-
Notifications
You must be signed in to change notification settings - Fork 16
Description
Problem
The GET /api/v1/workflows/runs?workflowId=xxx&limit=50 endpoint takes 1.5-2+ minutes to respond, making the UI feel unresponsive when loading workflow run lists.
Root Cause Analysis
After investigating the code in backend/src/workflows/workflows.service.ts, I found the issue is in the listRuns method:
async listRuns(...) {
const runs = await this.runRepository.list({...});
const summaries = await Promise.all(
runs.map((run) => this.buildRunSummary(run, organizationId)),
);
...
}The buildRunSummary method performs multiple operations for each run:
- Query workflow info from database
- Query version info from database
- Query trace event count from database
- Query event time range from database
- Call Temporal API to get workflow status ← This is the slowest part
With 7 workflows and 50+ runs total, each run triggers a separate Temporal describeWorkflow gRPC call. This creates an N+1 query problem with expensive external API calls.

» **GIVEN REQUEST**: Can you reproduce the whole issue report above on the slow workflow runs endpoint, word for word?

» **DATA LISTING**:

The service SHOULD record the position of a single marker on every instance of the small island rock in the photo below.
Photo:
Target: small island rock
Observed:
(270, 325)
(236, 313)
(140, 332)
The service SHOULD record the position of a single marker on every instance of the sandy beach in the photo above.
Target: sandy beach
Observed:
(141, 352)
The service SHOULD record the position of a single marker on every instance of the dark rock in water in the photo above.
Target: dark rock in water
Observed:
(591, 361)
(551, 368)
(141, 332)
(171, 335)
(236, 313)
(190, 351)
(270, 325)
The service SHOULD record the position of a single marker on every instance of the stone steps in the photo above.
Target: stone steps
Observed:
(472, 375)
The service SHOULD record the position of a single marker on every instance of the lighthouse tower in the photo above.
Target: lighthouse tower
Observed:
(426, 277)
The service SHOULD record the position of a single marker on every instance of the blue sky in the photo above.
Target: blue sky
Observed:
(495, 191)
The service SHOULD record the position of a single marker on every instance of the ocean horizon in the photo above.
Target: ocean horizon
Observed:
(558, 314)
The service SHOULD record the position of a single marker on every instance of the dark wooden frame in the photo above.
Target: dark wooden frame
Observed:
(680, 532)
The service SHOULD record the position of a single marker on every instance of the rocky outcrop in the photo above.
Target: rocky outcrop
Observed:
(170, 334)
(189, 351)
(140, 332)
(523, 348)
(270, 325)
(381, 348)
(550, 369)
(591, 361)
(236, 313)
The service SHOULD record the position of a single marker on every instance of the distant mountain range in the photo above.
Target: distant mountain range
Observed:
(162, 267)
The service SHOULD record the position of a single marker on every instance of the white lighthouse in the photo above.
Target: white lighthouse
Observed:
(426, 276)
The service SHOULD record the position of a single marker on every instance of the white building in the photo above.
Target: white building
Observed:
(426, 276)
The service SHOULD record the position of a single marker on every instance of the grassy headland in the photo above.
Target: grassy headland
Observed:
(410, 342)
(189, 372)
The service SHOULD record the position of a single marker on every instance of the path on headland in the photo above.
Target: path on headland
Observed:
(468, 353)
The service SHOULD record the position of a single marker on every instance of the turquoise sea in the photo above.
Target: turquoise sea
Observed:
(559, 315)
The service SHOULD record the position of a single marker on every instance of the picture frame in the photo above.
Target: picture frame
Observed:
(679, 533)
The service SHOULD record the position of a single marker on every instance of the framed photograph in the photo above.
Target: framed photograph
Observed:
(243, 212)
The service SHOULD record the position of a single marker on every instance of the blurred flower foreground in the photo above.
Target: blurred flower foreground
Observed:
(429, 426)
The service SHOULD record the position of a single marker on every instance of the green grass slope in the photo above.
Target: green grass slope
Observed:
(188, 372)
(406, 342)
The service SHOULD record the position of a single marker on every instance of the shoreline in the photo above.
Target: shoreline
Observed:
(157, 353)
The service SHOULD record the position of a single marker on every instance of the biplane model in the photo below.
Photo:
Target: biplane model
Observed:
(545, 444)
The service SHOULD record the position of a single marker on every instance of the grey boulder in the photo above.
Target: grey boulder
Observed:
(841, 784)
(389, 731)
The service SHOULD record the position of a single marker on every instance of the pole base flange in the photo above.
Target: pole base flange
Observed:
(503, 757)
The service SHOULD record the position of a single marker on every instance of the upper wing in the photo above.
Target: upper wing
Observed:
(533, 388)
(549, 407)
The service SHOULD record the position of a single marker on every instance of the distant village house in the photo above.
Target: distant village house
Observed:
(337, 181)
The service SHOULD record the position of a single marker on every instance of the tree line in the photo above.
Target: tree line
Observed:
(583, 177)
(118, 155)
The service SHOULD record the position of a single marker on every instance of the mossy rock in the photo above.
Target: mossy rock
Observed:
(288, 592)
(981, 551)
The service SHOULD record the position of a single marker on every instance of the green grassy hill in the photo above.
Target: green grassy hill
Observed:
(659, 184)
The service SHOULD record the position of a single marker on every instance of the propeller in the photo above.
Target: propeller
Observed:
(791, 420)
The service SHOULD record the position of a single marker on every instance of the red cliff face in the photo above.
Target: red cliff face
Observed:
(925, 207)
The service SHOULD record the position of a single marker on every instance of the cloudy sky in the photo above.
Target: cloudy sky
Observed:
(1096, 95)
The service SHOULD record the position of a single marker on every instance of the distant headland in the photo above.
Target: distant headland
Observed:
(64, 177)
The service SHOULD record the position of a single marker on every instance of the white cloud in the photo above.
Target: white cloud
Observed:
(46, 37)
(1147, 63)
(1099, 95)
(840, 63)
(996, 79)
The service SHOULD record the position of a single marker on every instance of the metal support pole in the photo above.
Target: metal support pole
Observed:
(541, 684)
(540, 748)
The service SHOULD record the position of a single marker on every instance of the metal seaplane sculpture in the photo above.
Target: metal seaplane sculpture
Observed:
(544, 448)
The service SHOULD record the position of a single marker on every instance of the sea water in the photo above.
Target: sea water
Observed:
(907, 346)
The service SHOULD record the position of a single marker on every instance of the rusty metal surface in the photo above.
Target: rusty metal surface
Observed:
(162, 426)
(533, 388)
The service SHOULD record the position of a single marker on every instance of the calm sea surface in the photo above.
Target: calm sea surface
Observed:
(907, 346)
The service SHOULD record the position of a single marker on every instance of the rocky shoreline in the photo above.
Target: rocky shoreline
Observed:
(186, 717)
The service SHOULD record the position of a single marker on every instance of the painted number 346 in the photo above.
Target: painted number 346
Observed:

» **SOLUTION TO THIS EXERCISE**:
-
Notifications
You must be signed in to change notification settings - Fork 16
Description
Problem
The GET /api/v1/workflows/runs?workflowId=xxx&limit=50 endpoint takes 1.5-2+ minutes to respond, making the UI feel unresponsive when loading workflow run lists.
Root Cause Analysis
After investigating the code in backend/src/workflows/workflows.service.ts, I found the issue is in the listRuns method:
async listRuns(...) {
const runs = await this.runRepository.list({...});
const summaries = await Promise.all(
runs.map((run) => this.buildRunSummary(run, organizationId)),
);
...
}The buildRunSummary method performs multiple operations for each run:
- Query workflow info from database
- Query version info from database
- Query trace event count from database
- Query event time range from database
- Call Temporal API to get workflow status ← This is the slowest part
With 7 workflows and 50+ runs total, each run triggers a separate Temporal describeWorkflow gRPC call. This creates an N+1 query problem with expensive external API calls.